What the task requires
Convert the material below into a JSON list of strings with one string per line, leaving out any blank lines.

§ §

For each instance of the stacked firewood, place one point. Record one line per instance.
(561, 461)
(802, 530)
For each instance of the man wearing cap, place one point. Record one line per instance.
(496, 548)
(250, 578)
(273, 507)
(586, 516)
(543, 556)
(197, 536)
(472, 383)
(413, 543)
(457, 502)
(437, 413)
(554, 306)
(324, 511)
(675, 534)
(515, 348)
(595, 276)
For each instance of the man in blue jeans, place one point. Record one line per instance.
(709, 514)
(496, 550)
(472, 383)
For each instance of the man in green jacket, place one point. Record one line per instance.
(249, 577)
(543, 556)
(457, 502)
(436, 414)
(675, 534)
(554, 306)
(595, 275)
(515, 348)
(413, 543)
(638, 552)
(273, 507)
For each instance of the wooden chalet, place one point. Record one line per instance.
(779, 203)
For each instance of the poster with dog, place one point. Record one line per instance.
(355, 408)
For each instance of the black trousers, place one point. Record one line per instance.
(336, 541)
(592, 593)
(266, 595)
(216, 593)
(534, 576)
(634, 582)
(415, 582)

§ §

Response
[
  "For each instance of the stacked firewood, place one point. Record one line per instance.",
  "(561, 461)",
  "(802, 530)",
  "For each instance of the man wearing cap, place one point. Record one line per instance.",
  "(496, 548)",
  "(250, 578)",
  "(273, 507)",
  "(586, 516)",
  "(543, 556)",
  "(197, 536)",
  "(472, 383)",
  "(413, 543)",
  "(457, 502)",
  "(437, 413)",
  "(554, 306)",
  "(324, 511)",
  "(675, 534)",
  "(515, 348)",
  "(595, 276)",
  "For each instance of the man in blue jeans, place one point. Record one line per instance.",
  "(709, 514)",
  "(496, 550)",
  "(472, 383)",
  "For each instance of the man in green jacket, place one point. Record one line per instance.",
  "(249, 577)",
  "(543, 556)",
  "(457, 502)",
  "(436, 414)",
  "(675, 534)",
  "(554, 306)",
  "(595, 275)",
  "(515, 348)",
  "(413, 543)",
  "(638, 552)",
  "(273, 507)",
  "For each instance of the wooden chalet, place one point. Record one line per instance.",
  "(779, 203)",
  "For each instance of the poster with dog, place one point. Record one line per instance.",
  "(355, 408)",
  "For each instance of the black trousers, place one point. Record one line per instance.",
  "(336, 541)",
  "(592, 593)",
  "(266, 595)",
  "(216, 593)",
  "(534, 576)",
  "(634, 582)",
  "(415, 582)"
]